§ Exercícios:
1. Reescreva o trecho do texto sobre a laranja que começa pelas palavras "A laranja possui, para" e termina em "sobre o organismo.", trocando "organismo" por "corpo".
2. De acordo com o texto sobre a laranja, em que século a frase sobre a laranja parece ter sido criada?
3. Prossiga o texto sobre a laranja a partir da sua última frase.

“A laranja de manhã é ouro, à tarde é prata e à noite mata!”
Toda a gente conhece esta frase, que relaciona hipotéticos benefícios e/ou riscos da ingestão de laranjas com determinadas alturas do dia. Com efeito, o que esta frase pretende afirmar é que, se decidirmos comer laranjas, então a parte da manhã será a altura em que ela será mais benéfica, diminuindo ao longo do dia o seu efeito positivo, sendo mesmo perigosa a partir do pôr-do-sol…
Uma pesquisa da literatura
biomédica sobre este tema nada revelou, isto é, não há estudos científicos que
tenham analisado tal questão, pelo que nos resta apresentar e discutir a origem
deste “provérbio” (definido como uma sentença de carácter prático e popular, que
expressa em forma sucinta, e não raramente figurativa, uma ideia ou pensamento...)
e analisar sob o ponto de vista médico eventuais problemas com a ingestão de
laranjas.
A origem desta frase é
desconhecida, mas parece ter sido criada no século XIX, tendo adquirido vida
própria – como acontece tantas vezes – e estando hoje absolutamente disseminada
entre nós. Tem sido passada de geração em geração, condicionando de facto as
horas de ingestão deste citrino.
A laranja possui, para além da conhecida
vitamina C, muitos outros componentes (pectinas, açúcar, etc.), pelo que uma
análise exaustiva dos seus efeitos nutricionais seria impossível de fazer neste
texto. Uma coisa é certa: fisiologicamente falando, não faz qualquer sentido
pretender que a altura do dia em que se come laranjas influencia o seu efeito
sobre o organismo.

§ Material fornecido:
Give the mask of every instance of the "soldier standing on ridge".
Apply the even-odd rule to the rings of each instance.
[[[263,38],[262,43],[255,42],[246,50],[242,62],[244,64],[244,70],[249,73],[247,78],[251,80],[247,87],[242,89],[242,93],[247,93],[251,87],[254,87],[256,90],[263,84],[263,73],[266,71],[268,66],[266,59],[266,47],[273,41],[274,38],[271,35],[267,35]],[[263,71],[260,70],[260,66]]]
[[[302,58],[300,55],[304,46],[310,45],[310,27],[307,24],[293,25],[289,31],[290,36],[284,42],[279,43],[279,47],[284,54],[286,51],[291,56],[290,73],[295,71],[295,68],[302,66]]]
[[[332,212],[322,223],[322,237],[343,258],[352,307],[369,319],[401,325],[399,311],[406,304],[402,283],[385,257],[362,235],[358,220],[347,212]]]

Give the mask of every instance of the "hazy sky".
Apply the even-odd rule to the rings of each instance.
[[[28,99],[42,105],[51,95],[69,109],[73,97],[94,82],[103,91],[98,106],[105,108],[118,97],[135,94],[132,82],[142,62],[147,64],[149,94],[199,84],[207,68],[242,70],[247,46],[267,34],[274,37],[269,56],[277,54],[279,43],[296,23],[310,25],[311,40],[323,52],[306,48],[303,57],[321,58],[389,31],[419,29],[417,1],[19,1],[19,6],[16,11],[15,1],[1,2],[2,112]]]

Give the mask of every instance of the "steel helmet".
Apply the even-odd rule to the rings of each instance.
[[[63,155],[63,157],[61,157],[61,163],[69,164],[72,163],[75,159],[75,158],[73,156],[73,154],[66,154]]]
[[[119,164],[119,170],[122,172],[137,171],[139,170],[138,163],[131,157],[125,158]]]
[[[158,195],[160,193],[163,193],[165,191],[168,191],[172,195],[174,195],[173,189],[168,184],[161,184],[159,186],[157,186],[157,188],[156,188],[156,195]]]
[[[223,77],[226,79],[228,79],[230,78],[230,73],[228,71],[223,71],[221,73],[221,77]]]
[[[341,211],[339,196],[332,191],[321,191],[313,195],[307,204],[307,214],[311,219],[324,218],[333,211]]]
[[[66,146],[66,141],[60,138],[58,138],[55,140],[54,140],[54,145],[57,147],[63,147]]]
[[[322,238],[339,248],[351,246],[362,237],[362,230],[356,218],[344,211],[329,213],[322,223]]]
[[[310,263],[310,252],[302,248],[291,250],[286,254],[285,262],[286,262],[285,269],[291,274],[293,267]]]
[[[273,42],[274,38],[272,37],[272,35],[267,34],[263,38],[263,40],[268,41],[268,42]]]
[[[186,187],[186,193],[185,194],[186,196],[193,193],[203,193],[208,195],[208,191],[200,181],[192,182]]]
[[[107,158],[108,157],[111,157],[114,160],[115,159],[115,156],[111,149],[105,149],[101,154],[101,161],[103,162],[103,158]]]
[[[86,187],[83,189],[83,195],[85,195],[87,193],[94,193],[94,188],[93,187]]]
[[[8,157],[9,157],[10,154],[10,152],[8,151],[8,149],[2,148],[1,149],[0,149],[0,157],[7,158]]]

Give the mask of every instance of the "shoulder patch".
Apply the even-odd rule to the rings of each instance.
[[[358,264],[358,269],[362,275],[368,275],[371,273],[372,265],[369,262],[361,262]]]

§ Resultados esperados:
1.
A laranja possui, para além da conhecida
vitamina C, muitos outros componentes (pectinas, açúcar, etc.), pelo que uma
análise exaustiva dos seus efeitos nutricionais seria impossível de fazer neste
texto. Uma coisa é certa: fisiologicamente falando, não faz qualquer sentido
pretender que a altura do dia em que se come laranjas influencia o seu efeito
sobre o corpo.

2. No século XIX.

3.
E que benefícios poderá haver em ingerir
laranjas? Vários: para além de uma dieta rica em frutas e vegetais ser recomendável
como parte de um esquema de prevenção do risco cardiovascular (como parte da
chamada dieta mediterrânica), por exemplo os doentes com nefrolitíase (“pedras
nos rins”) podem ter um efeito positivo, devido ao facto dos citrinos
diminuírem a formação das tais “pedras” (Kidney Int 2004;66:2402-10).
E a vitamina C? Este componente
das laranjas vem sempre a talho de foice quando se fala em dietas equilibradas
e é a justificação maior para a ingestão de laranjas (e limões, já assim). Faz parte
– juntamente com as vitaminas A e E – do grupo das chamadas vitaminas antioxidantes
e têm-lhe sido atribuídas as mais variadas propriedades benéficas.
No entanto, sob o ponto de vista científico,
a suplementação dietética de vitamina C é não só inútil, como potencialmente
prejudicial: não existe evidência científica que ela proteja contra o risco de
cancro (J Natl Cancer Ins 2009;101:14-23) e que seja útil para a prevenção da
doença coronária (JAMA 2008;300:2123-33) ou de acidente vascular cerebral (Ann
Intern Med 1999;130:963-70). E um outro mito que a vitamina C seria benéfica na
vulgar constipação não é apoiada por nenhum facto científico de boa qualidade (Cochrane
Database Syst Rev 2007 Jul 18;(3):CD000980).
Que concluir? Se gosta de
laranjas, pode comê-las à vontade, independentemente das horas a que o faz!